**REQUIRED ACTIONS**.
1) According to the passage on MRI-targeted prostate biopsy, how many trial participants were assigned to the MRI-targeted biopsy group?
2) Reproduce everything in the passage on MRI-targeted biopsy from "In cases with" down to "avoid biopsy altogether.".

**GIVEN TEXT**.
BEGIN

In cases with positive findings, multiparametric MRI can also be used to target the suspicious areas during biopsy. In a study reported in 2018 in The New England Journal of Medicine, a team of investigators sought to determine the efficacy of MRI-targeted biopsy, particularly as compared to ultrasound-guided biopsy. The multicenter, randomized trial followed 500 participants, 252 of whom were assigned to an MRI-targeted biopsy group and 248 of whom were assigned to a standard ultrasound-guided biopsy group. The researchers found that MRI was noninferior and, in fact, generally superior to the ultrasound-guided approach. It detected more clinically significant cancers and fewer clinically insignificant ones and, in cases of biopsy, fewer biopsy cores were obtained. Multiparametric MRI also helped more men in the trial avoid biopsy altogether.

END

**DATA FOR REVIEW**.
BEGIN

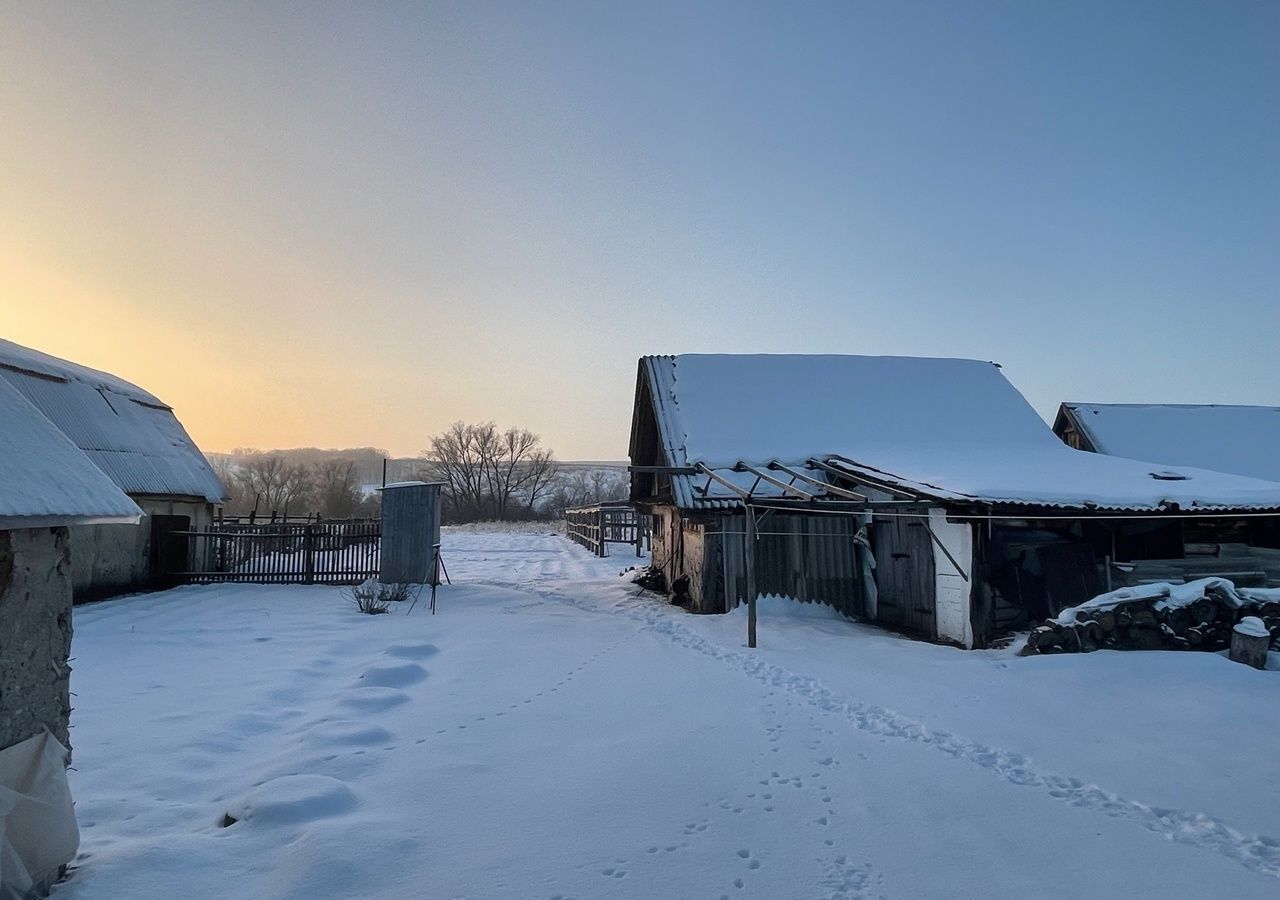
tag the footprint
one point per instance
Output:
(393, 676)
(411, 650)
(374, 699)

END
BEGIN

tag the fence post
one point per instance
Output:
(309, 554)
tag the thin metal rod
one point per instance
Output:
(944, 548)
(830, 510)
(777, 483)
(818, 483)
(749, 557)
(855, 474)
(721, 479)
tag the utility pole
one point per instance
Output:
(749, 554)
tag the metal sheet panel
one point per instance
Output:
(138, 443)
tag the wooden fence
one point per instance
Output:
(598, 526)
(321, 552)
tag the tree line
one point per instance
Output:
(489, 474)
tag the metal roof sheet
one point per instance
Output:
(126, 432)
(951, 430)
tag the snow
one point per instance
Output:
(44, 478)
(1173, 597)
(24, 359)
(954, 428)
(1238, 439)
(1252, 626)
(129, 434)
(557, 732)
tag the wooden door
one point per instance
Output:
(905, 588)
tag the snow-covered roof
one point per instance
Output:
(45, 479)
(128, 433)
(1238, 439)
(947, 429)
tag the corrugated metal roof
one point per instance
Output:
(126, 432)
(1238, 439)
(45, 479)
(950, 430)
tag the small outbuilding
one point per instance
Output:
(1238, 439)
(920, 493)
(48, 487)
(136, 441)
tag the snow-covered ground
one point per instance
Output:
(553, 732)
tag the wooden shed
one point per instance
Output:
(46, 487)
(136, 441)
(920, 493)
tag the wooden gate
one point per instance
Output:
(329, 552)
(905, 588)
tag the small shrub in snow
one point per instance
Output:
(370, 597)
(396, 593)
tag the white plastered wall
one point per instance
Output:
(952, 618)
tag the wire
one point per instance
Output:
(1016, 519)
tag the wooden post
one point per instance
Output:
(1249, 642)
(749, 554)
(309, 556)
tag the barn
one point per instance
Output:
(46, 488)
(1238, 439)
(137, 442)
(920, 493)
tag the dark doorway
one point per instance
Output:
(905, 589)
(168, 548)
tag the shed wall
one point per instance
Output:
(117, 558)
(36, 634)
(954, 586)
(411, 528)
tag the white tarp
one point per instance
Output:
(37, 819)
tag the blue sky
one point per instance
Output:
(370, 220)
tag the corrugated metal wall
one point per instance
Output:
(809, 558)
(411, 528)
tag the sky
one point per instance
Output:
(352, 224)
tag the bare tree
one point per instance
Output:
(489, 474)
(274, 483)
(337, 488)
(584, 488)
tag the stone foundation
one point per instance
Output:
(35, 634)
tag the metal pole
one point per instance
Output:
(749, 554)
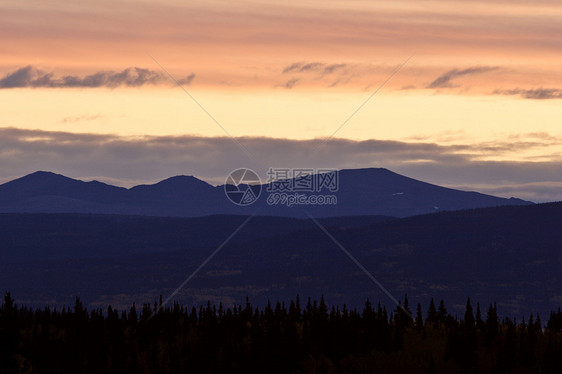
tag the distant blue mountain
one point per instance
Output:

END

**SOLUTIONS TO THE TASKS**.
1) 252 participants.

2)
In cases with positive findings, multiparametric MRI can also be used to target the suspicious areas during biopsy. In a study reported in 2018 in The New England Journal of Medicine, a team of investigators sought to determine the efficacy of MRI-targeted biopsy, particularly as compared to ultrasound-guided biopsy. The multicenter, randomized trial followed 500 participants, 252 of whom were assigned to an MRI-targeted biopsy group and 248 of whom were assigned to a standard ultrasound-guided biopsy group. The researchers found that MRI was noninferior and, in fact, generally superior to the ultrasound-guided approach. It detected more clinically significant cancers and fewer clinically insignificant ones and, in cases of biopsy, fewer biopsy cores were obtained. Multiparametric MRI also helped more men in the trial avoid biopsy altogether.